GIVEN REQUEST =>
Report how many lines in the data below contain the string "Target", counting only matches in the same letter case. Give the number alone.

RECORDS FOR THE EXERCISE =>
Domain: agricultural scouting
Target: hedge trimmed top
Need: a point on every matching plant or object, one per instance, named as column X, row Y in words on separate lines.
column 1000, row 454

...

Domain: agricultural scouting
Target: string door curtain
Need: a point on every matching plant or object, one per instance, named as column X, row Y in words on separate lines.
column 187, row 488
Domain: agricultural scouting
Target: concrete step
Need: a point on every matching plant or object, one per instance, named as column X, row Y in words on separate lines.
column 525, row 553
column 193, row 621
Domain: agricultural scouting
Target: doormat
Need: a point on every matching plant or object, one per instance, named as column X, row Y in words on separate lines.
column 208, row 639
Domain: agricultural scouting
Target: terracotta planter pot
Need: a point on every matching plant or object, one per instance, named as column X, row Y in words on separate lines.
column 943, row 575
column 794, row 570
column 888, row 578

SOLUTION TO THIS EXERCISE =>
5